A run of lines:

* * *

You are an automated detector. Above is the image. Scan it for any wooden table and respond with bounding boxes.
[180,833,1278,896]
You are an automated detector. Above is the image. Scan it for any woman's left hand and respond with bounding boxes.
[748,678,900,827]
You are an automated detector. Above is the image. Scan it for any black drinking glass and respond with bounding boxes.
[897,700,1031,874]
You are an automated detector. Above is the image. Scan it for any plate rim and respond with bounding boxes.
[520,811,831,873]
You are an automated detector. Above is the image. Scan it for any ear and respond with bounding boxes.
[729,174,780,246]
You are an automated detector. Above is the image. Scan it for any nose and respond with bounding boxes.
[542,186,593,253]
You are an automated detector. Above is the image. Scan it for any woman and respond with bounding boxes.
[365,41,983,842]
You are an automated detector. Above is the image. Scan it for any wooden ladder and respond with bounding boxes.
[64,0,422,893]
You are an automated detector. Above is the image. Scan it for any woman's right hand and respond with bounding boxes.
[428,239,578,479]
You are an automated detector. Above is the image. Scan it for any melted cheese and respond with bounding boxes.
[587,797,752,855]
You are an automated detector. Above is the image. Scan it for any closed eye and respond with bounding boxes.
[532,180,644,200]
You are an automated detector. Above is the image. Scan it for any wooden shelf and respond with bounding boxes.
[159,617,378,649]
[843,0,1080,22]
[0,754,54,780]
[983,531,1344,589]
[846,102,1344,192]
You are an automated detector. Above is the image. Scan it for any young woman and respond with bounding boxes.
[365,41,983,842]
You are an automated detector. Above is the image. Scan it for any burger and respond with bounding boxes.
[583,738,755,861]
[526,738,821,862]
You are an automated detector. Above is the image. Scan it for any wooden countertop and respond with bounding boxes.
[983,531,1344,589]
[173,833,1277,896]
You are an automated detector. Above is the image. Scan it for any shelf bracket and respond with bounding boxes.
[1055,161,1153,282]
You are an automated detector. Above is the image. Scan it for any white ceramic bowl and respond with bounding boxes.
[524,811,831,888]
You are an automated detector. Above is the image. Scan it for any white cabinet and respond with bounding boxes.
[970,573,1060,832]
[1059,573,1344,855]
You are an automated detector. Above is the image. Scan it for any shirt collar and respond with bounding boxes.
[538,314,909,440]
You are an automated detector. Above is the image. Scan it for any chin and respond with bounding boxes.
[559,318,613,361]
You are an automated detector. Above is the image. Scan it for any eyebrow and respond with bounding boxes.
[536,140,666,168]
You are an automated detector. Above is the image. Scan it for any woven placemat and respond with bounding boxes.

* * *

WHAT THE TASK ASKS: Can you echo every line above word for word, leaving nothing out and changing nothing?

SOLUTION FOR THIS EXERCISE:
You are an automated detector. Above is the image. Scan it for any wooden table and respond with bounding boxes.
[180,833,1278,896]
You are an automated detector. Above is the image. Scan it for any woman's left hand and respond with bounding boxes.
[748,678,900,827]
You are an automated detector. Above is the image. Scan it for any black drinking glass and respond with bounding boxes.
[897,700,1031,874]
You are an automated detector. Above is the image. Scan it for any plate rim and respond with bounding boxes.
[520,811,831,873]
You are an automated detector. Above is the image. Scan it for any ear and respond with bounding boxes.
[729,174,780,246]
You are an automated detector. Above is the image. Scan it for any nose and respond with bounding boxes.
[542,186,593,253]
You are an automated detector. Above is the image. Scan it for any woman and respond with bounding boxes.
[365,41,983,842]
You are an automated detector. Above is the image. Scan it for any wooden ladder and respond with bounding boxes.
[64,0,422,893]
You are an automated detector. Above is the image. Scan it for any woman's right hand and respond with bounding boxes.
[428,239,578,479]
You are an automated detector. Above is the image. Scan it for any melted cheese and respond with bounding boxes.
[587,797,752,855]
You are an automated detector. Above is the image. Scan it for any closed eye and respond with bounding boxes.
[532,180,644,200]
You are an automated detector. Above is the image. Scan it for any wooden shelf and respond with bounding boxes.
[159,617,378,649]
[843,0,1080,22]
[0,754,54,780]
[983,531,1344,589]
[846,102,1344,192]
You are an automated detector. Above is the image. Scan it for any young woman and respond with bounding boxes.
[365,41,983,842]
You are an automated detector. Above is the image. Scan it for any burger and respond with bounding boxes.
[583,738,755,861]
[526,738,821,862]
You are an automated detector. Above is the image. Scan it for any wooden countertop and respond with bounding boxes.
[983,531,1344,589]
[173,833,1277,896]
You are an automated detector. Above is the image. Scan it for any shelf bracket and respond with bounding boxes.
[1055,161,1153,282]
You are an automated detector. Above is the image. Scan it for any white ceramic bowl and respond with bounding boxes.
[524,811,831,888]
You are an automated detector. Above is the image. Scan it for any white cabinet and respond with bounding boxes.
[970,573,1060,832]
[1059,573,1344,855]
You are an automated detector. Above is the image. Scan it for any shirt collar and respond with bounding boxes.
[538,314,909,440]
You are an automated detector. Above is the image. Scan it for any chin and respond with bounding boxes.
[559,318,613,361]
You are an automated detector. Above is the image. Scan it for any eyebrow and respond with bounding boxes.
[536,140,666,168]
You are an automated detector. Above is the image. Scan it for any woven placemat and respond with bounding boxes.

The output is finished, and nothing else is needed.